Ziel » In wie vielen der folgenden Zeilen steht das Wort „mountain“? Geben Sie nur die Anzahl an.

Verfügbare Daten »
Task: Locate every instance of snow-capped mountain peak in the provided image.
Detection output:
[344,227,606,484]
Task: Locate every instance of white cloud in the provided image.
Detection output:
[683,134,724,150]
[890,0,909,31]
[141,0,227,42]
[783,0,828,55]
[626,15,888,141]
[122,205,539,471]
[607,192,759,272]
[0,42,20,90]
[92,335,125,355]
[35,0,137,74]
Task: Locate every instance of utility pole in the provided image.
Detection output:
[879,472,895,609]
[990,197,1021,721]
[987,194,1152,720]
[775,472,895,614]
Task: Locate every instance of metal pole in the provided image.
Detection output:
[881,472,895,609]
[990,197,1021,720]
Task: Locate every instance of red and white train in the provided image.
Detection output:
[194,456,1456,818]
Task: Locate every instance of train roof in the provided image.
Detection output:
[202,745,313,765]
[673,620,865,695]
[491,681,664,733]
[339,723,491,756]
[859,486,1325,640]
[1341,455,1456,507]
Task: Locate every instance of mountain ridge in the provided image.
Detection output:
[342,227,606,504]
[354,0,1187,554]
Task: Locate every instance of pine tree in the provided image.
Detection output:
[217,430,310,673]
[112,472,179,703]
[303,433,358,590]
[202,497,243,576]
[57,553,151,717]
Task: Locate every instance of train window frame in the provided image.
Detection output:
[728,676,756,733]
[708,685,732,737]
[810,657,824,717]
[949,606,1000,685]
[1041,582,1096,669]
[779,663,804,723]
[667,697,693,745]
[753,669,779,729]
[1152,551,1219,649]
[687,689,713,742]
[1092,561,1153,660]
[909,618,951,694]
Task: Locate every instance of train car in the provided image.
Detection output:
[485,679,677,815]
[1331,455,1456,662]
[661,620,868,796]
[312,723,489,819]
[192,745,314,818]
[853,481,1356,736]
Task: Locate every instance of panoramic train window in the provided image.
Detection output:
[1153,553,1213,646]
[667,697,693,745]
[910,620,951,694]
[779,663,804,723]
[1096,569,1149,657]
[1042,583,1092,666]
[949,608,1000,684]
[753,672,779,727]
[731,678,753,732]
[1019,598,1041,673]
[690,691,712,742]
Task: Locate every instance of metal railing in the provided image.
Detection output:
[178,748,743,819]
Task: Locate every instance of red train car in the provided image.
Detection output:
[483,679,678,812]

Schriftliche Antwort » 2